The euro tried to rally on Monday, but much like many of the other currencies against the greenback, we saw a bit of a pullback. The 1.16 level above continues to offer resistance, as we have been grinding lower. The question now is whether or not we are trying to form some type of “falling wedge”, because that could be a sign that we are ready to attempt a bit of a recovery. That being said, it would take quite a bit of effort to make this market truly break out to the upside. In other words, I am not necessarily looking to get long anytime soon.
In fact, it is not until we break above the 1.1650 level that there is any real possibility of going long, and even then, I think you are more or less living on borrowed time. I believe that the 50-day EMA is going to continue to offer significant resistance, currently sitting at a cluster of noise near the 1.1750 region. We have been in a downtrend for quite some time, so any rally at this juncture should be a significant opportunity to get short based upon “cheap US dollars.”

= = =

(Instructions)
[1] In the euro commentary, could you rewrite the passage starting with "The euro tried" and going on through "long anytime soon.", updating "greenback" to "US dollar"?
[2] Which price levels for the euro does the euro commentary name?
[3] According to the euro commentary, what is the 50-day EMA expected to keep doing?

= = =

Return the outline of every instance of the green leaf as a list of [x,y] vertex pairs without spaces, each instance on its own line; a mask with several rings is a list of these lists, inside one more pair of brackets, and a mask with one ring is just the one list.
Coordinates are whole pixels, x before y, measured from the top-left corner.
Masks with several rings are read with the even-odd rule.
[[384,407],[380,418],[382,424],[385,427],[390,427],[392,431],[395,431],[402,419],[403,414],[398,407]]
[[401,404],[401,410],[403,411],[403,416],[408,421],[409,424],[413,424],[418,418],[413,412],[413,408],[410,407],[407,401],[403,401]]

= = =

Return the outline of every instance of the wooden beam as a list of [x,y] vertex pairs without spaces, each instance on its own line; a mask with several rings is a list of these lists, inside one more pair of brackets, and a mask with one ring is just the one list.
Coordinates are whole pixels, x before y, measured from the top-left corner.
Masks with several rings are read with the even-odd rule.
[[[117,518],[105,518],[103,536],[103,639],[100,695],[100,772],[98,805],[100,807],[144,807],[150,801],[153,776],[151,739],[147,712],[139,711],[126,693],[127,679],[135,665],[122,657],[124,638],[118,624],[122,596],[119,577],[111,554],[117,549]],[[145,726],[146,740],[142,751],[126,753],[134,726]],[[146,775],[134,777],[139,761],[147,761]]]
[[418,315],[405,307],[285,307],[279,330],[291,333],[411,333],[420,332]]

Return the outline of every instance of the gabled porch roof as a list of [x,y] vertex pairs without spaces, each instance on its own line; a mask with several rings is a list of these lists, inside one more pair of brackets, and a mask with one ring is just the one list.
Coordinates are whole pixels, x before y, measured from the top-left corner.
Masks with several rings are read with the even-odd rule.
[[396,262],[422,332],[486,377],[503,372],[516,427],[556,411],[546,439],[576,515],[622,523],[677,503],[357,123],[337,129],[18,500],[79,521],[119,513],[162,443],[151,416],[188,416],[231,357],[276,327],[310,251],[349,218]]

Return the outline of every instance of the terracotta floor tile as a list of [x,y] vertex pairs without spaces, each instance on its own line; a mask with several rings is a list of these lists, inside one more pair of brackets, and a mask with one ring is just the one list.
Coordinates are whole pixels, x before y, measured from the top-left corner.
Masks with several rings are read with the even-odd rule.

= = =

(Exercise responses)
[1]
The euro tried to rally on Monday, but much like many of the other currencies against the US dollar, we saw a bit of a pullback. The 1.16 level above continues to offer resistance, as we have been grinding lower. The question now is whether or not we are trying to form some type of “falling wedge”, because that could be a sign that we are ready to attempt a bit of a recovery. That being said, it would take quite a bit of effort to make this market truly break out to the upside. In other words, I am not necessarily looking to get long anytime soon.

[2]
1.16
1.1650
1.1750

[3] It is expected to continue to offer significant resistance.